WHAT IS EXPECTED:
Every line below should be set down exactly as it appears.

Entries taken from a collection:
BEGIN

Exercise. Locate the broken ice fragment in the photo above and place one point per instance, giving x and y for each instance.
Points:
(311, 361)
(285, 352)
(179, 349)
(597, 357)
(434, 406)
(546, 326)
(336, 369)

END

ANSWER SECTION:
Exercise. Locate the broken ice fragment in the photo above and place one point per instance, giving x and y for each instance.
Points:
(311, 361)
(285, 352)
(179, 349)
(597, 357)
(434, 406)
(546, 326)
(336, 369)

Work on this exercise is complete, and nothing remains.